**Aim of the exercise**
Repeat the material exactly as it appears.
## START Extracted records
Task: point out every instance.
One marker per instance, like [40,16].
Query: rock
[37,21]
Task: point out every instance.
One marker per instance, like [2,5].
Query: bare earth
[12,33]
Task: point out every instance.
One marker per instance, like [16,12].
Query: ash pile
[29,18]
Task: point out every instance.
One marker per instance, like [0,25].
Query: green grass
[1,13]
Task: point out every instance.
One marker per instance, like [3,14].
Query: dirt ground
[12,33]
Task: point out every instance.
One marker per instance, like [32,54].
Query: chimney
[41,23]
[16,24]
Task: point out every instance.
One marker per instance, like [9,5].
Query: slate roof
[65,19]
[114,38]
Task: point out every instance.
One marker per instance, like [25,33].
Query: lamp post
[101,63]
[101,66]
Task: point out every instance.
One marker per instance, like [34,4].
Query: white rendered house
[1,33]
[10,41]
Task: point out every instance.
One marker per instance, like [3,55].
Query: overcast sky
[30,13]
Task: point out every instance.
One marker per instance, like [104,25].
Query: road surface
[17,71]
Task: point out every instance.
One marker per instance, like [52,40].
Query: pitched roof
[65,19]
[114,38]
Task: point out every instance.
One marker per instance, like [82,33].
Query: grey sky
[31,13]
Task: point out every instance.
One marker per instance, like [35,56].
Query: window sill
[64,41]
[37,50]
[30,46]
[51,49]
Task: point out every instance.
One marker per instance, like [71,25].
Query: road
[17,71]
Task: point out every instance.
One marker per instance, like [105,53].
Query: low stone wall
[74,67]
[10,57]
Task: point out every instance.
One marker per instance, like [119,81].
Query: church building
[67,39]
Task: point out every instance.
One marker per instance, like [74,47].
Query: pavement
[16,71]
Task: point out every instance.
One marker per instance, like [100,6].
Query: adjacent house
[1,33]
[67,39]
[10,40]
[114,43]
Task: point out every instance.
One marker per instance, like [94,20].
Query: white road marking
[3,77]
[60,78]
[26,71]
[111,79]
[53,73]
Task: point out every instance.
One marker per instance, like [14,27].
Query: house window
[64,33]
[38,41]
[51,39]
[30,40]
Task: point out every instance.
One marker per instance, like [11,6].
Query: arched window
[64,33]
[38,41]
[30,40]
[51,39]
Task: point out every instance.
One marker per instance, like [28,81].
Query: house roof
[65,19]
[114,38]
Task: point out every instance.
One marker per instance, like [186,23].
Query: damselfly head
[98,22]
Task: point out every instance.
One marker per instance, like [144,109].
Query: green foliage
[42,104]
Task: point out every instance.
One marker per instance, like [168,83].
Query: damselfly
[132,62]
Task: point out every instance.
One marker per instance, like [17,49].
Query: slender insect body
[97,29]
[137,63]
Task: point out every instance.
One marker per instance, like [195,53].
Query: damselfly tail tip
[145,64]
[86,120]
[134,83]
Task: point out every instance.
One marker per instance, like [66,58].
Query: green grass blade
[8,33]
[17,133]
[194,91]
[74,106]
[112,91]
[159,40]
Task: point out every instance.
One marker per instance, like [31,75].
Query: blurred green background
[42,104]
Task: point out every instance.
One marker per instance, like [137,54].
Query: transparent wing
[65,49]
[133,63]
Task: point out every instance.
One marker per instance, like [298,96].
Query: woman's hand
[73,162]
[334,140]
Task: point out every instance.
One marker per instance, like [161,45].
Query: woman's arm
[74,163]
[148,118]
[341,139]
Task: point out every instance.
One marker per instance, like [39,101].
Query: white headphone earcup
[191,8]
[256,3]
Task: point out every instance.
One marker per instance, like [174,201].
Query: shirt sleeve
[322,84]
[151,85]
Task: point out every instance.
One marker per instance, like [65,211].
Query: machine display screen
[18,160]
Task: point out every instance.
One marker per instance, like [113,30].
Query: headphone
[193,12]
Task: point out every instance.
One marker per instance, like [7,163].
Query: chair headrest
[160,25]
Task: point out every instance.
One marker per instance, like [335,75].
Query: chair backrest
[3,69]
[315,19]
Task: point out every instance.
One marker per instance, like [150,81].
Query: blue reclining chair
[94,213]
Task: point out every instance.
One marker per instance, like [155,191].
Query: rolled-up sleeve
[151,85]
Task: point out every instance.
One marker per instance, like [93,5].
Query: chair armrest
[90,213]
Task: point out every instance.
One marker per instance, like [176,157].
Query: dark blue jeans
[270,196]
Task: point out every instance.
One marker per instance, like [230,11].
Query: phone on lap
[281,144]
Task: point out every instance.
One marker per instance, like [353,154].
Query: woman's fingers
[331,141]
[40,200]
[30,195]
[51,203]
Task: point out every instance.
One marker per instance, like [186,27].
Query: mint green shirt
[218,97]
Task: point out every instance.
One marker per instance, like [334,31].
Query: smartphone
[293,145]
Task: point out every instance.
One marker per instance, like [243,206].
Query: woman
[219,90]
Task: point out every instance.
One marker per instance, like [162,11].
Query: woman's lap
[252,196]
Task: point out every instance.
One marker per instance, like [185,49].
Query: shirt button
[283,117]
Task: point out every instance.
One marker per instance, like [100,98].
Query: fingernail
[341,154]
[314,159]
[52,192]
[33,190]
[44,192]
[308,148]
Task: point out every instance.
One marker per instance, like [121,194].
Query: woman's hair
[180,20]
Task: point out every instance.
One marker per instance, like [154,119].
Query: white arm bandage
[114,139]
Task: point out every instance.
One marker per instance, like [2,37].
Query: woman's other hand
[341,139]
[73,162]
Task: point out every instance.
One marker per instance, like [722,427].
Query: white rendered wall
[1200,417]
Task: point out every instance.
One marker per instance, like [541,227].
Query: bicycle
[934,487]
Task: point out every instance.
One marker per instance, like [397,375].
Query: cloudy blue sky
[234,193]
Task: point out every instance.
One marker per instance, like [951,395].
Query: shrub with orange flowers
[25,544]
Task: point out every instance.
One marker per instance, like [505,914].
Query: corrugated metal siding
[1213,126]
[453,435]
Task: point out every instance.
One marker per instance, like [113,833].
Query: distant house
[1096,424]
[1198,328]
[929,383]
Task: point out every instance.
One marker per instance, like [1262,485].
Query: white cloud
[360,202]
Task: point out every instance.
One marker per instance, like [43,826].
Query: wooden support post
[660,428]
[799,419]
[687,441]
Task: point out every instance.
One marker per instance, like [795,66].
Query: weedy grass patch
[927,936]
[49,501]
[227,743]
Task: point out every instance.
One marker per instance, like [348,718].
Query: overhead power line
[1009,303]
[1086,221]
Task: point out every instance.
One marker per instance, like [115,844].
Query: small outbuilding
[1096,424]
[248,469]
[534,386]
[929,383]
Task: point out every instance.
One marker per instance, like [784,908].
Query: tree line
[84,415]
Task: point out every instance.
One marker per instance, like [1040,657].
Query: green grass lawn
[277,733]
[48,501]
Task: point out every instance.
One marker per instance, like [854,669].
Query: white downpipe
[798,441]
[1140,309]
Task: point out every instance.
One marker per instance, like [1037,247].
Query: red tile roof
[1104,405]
## END Extracted records
**Reply to the exercise**
Task: point out every instance.
One marker per instance, like [40,16].
Query: rock
[37,21]
Task: point out every instance.
One marker per instance, like [2,5].
Query: bare earth
[12,33]
Task: point out every instance.
One marker per instance, like [16,12].
Query: ash pile
[29,18]
Task: point out every instance.
One marker per instance, like [0,25].
Query: green grass
[1,13]
Task: point out every instance.
One marker per instance, like [3,14].
Query: dirt ground
[12,33]
Task: point out every instance.
One marker per instance, like [32,54].
Query: chimney
[41,23]
[16,24]
Task: point out every instance.
One marker per instance, like [9,5].
Query: slate roof
[65,19]
[114,38]
Task: point out every instance.
One marker per instance, like [25,33].
Query: lamp post
[101,63]
[101,66]
Task: point out every instance.
One marker per instance, like [34,4].
Query: white rendered house
[1,33]
[10,41]
Task: point out every instance.
One marker per instance, like [3,55].
Query: overcast sky
[30,13]
Task: point out every instance.
One marker per instance, like [104,25].
Query: road surface
[17,71]
Task: point out every instance.
One marker per instance, like [52,40].
Query: pitched roof
[65,19]
[114,38]
Task: point out every instance.
One marker per instance, like [82,33].
Query: grey sky
[31,13]
Task: point out every instance.
One marker per instance, like [35,56].
Query: window sill
[64,41]
[37,50]
[30,46]
[51,49]
Task: point out every instance.
One marker per instance, like [71,25].
Query: road
[17,71]
Task: point out every instance.
One marker per instance, like [105,53].
Query: low stone wall
[74,67]
[10,57]
Task: point out every instance.
One marker per instance, like [119,81].
Query: church building
[67,39]
Task: point out every instance.
One marker per instance, like [74,47].
Query: pavement
[16,71]
Task: point out every instance.
One marker per instance, like [100,6].
Query: adjacent house
[1,33]
[67,39]
[10,40]
[114,43]
Task: point out every instance.
One marker per instance, like [94,20].
Query: white road marking
[3,77]
[60,78]
[26,71]
[111,79]
[53,73]
Task: point out every instance.
One marker per instance, like [14,27].
Query: house window
[64,33]
[38,41]
[51,39]
[30,40]
Task: point out every instance.
One marker per instance, like [11,6].
Query: arched window
[64,33]
[38,41]
[30,40]
[51,39]
Task: point out every instance.
One marker per instance, like [28,81].
Query: house roof
[65,19]
[114,38]
Task: point out every instance.
One marker per instance, like [186,23].
Query: damselfly head
[98,22]
Task: point out every instance.
One marker per instance, like [144,109].
Query: green foliage
[42,104]
Task: point out every instance.
One marker per instance, like [168,83].
Query: damselfly
[132,62]
Task: point out every instance.
One marker per instance, like [17,49].
Query: slender insect body
[97,29]
[137,63]
Task: point out every instance.
One marker per instance, like [195,53].
Query: damselfly tail tip
[145,64]
[86,120]
[134,83]
Task: point out every instance.
One marker per instance, like [66,58].
Query: green grass blade
[8,33]
[17,133]
[194,91]
[74,106]
[112,91]
[159,40]
Task: point out every instance.
One marker per instance, like [31,75].
Query: blurred green background
[42,104]
Task: point out every instance.
One marker per instance, like [137,54].
Query: transparent wing
[65,49]
[133,63]
Task: point out every instance.
One marker per instance, like [298,96].
Query: woman's hand
[73,162]
[334,140]
Task: point out every instance.
One marker per instance, like [161,45].
Query: woman's arm
[74,163]
[148,118]
[341,139]
Task: point out every instance.
One marker per instance, like [39,101].
Query: white headphone earcup
[191,8]
[256,3]
Task: point out every instance.
One marker per instance, like [174,201].
Query: shirt sleeve
[322,84]
[151,85]
Task: point out every instance.
One marker per instance, like [65,211].
Query: machine display screen
[18,160]
Task: point out every instance.
One marker per instance, like [113,30].
Query: headphone
[193,12]
Task: point out every instance.
One marker per instance, like [7,163].
Query: chair headrest
[160,25]
Task: point out every instance.
One marker per instance, like [335,75].
Query: chair backrest
[3,69]
[315,19]
Task: point out every instance.
One marker per instance, like [150,81].
Query: blue reclining chair
[94,213]
Task: point out every instance.
One marker per instance, like [155,191].
Query: rolled-up sleeve
[151,85]
Task: point out every instance.
One marker per instance, like [93,5].
Query: chair armrest
[90,213]
Task: point out every instance.
One marker per instance, like [176,157].
Query: dark blue jeans
[270,196]
Task: point out every instance.
One marker per instance, like [230,11].
Query: phone on lap
[281,144]
Task: point out every instance.
One marker per instance, like [353,154].
Query: woman's fingers
[331,141]
[40,200]
[30,195]
[51,203]
Task: point out every instance.
One marker per instance, like [186,27].
Query: mint green shirt
[218,97]
Task: point out every instance.
One marker per instance, like [334,31].
Query: smartphone
[293,145]
Task: point out every instance.
One marker per instance, like [243,206].
Query: woman
[219,90]
Task: point out every instance.
One marker per instance, like [162,11].
Query: woman's lap
[252,196]
Task: point out every instance.
One marker per instance, like [185,49].
Query: shirt button
[283,117]
Task: point out every instance.
One marker per instance, like [100,98].
Query: fingernail
[341,154]
[314,159]
[52,192]
[33,190]
[44,192]
[308,148]
Task: point out every instance.
One marker per instance, like [121,194].
Query: woman's hair
[180,20]
Task: point out every instance.
One marker per instance, like [154,119].
Query: white arm bandage
[114,139]
Task: point out every instance.
One marker per instance, like [2,37].
Query: woman's other hand
[341,139]
[73,162]
Task: point out every instance.
One marker per instance, like [722,427].
Query: white rendered wall
[1200,417]
Task: point out every instance.
One marker per instance, like [541,227].
Query: bicycle
[934,487]
Task: point out every instance.
One marker per instance, like [397,375].
Query: cloudy blue sky
[234,193]
Task: point out every instance.
One marker per instance, like [951,395].
Query: shrub with orange flowers
[25,544]
Task: point out every instance.
One marker per instance, like [505,914].
Query: corrugated metal siding
[1213,126]
[453,435]
Task: point out every instance.
One marker per instance, like [113,833].
Query: distant house
[1096,424]
[1198,328]
[929,383]
Task: point out every instance.
One marker per instance, like [1262,485].
Query: white cloud
[360,202]
Task: point out every instance.
One marker per instance, like [43,826].
Query: wooden support post
[660,428]
[799,419]
[687,441]
Task: point out every instance.
One marker per instance, like [795,66].
Query: weedy grass patch
[927,936]
[49,501]
[227,743]
Task: point out every instance.
One marker per instance, like [348,718].
Query: overhead power line
[1009,303]
[1086,221]
Task: point out every instance.
One marker per instance, like [115,844].
Query: small outbuilding
[1096,424]
[248,469]
[534,386]
[929,383]
Task: point out every instance.
One marker per instance, like [784,908].
Query: tree line
[84,415]
Task: point out every instance.
One marker per instance, like [1040,657].
Query: green grass lawn
[277,733]
[48,501]
Task: point out every instance.
One marker per instance, like [854,669].
Query: white downpipe
[798,441]
[1140,309]
Task: point out every instance.
One marker per instance, like [1037,247].
Query: red tile roof
[1104,405]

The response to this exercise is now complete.